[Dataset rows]
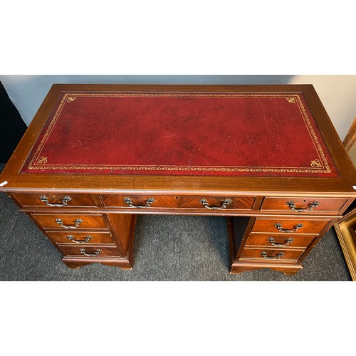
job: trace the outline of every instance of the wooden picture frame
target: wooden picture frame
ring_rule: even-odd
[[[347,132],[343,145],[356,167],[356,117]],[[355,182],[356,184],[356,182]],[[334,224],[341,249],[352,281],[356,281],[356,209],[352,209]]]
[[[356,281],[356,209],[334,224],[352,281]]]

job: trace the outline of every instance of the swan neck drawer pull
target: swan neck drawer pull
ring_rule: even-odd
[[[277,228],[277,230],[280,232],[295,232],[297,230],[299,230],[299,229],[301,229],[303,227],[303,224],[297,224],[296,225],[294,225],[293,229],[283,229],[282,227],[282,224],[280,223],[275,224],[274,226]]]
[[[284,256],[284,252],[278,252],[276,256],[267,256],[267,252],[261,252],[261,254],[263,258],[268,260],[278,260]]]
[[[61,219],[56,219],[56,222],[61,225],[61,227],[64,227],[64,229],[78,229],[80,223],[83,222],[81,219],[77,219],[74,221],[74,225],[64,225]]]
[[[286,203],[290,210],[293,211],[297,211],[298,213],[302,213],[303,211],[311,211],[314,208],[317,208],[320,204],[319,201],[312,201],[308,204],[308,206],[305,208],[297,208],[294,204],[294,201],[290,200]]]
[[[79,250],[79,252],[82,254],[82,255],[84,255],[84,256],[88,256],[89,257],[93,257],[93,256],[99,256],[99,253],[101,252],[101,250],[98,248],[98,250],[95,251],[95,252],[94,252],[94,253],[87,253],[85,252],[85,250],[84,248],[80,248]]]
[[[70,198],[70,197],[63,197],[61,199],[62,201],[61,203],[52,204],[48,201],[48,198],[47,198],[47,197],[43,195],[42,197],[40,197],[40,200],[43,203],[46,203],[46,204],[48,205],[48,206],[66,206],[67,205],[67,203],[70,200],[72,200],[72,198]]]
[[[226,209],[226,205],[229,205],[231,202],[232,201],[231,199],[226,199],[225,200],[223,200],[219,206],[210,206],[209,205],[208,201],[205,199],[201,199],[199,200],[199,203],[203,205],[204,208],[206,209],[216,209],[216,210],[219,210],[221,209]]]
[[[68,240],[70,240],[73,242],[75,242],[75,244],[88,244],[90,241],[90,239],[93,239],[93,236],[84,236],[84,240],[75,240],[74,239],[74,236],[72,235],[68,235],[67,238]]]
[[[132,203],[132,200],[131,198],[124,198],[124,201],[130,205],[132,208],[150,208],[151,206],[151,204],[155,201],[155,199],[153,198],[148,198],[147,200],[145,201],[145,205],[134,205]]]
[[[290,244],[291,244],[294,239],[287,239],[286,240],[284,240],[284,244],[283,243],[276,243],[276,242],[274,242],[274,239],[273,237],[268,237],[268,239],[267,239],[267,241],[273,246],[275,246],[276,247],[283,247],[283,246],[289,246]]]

Problem requirements: Return every line of the material above unchanged, leaving out the pictures.

Written solution:
job: trace the outline of every instance of the wooden picture frame
target: wooden picture frame
ring_rule: even-odd
[[[347,132],[343,145],[356,167],[356,117]],[[355,182],[356,184],[356,182]],[[334,224],[341,249],[352,281],[356,281],[356,209],[352,209]]]
[[[356,281],[356,209],[334,224],[352,281]]]

job: trace the outline of every instance of the swan neck drawer pull
target: swan neck drawer pull
ring_rule: even-odd
[[[277,228],[277,230],[280,232],[295,232],[297,230],[299,230],[299,229],[301,229],[303,227],[303,224],[297,224],[296,225],[294,225],[293,229],[283,229],[282,227],[282,224],[280,223],[275,224],[274,226]]]
[[[284,256],[284,252],[278,252],[276,256],[267,256],[267,252],[261,252],[261,254],[263,258],[268,260],[278,260]]]
[[[61,219],[56,219],[56,222],[61,225],[61,227],[64,227],[64,229],[78,229],[80,223],[83,222],[81,219],[77,219],[74,221],[74,225],[64,225]]]
[[[286,203],[290,210],[293,211],[297,211],[298,213],[302,213],[303,211],[311,211],[314,208],[317,208],[320,204],[319,201],[312,201],[308,204],[308,206],[305,208],[297,208],[294,204],[294,201],[290,200]]]
[[[79,250],[79,252],[82,254],[82,255],[84,255],[84,256],[88,256],[89,257],[93,257],[93,256],[99,256],[99,253],[101,252],[101,250],[98,248],[98,250],[95,251],[95,252],[94,252],[94,253],[87,253],[85,252],[85,250],[84,248],[80,248]]]
[[[70,198],[70,197],[63,197],[61,199],[62,201],[61,203],[52,204],[48,201],[48,198],[47,198],[47,197],[43,195],[42,197],[40,197],[40,200],[43,203],[46,203],[46,204],[48,205],[48,206],[66,206],[67,205],[67,203],[70,200],[72,200],[72,198]]]
[[[226,209],[226,205],[229,205],[231,202],[232,201],[231,199],[226,199],[225,200],[223,200],[219,206],[210,206],[209,205],[208,201],[205,199],[201,199],[199,200],[199,203],[203,205],[204,208],[206,209],[216,209],[216,210],[219,210],[221,209]]]
[[[68,240],[70,240],[73,242],[75,242],[75,244],[88,244],[90,241],[90,239],[93,239],[93,236],[84,236],[84,240],[75,240],[74,239],[74,236],[72,235],[68,235],[67,238]]]
[[[132,203],[132,200],[131,198],[124,198],[124,201],[130,205],[132,208],[150,208],[151,206],[151,204],[155,201],[155,199],[153,198],[148,198],[147,200],[145,201],[145,205],[134,205]]]
[[[290,244],[291,244],[294,239],[287,239],[286,240],[284,240],[284,244],[283,243],[276,243],[276,242],[274,242],[274,239],[273,237],[268,237],[268,239],[267,239],[267,241],[273,246],[275,246],[276,247],[283,247],[283,246],[289,246]]]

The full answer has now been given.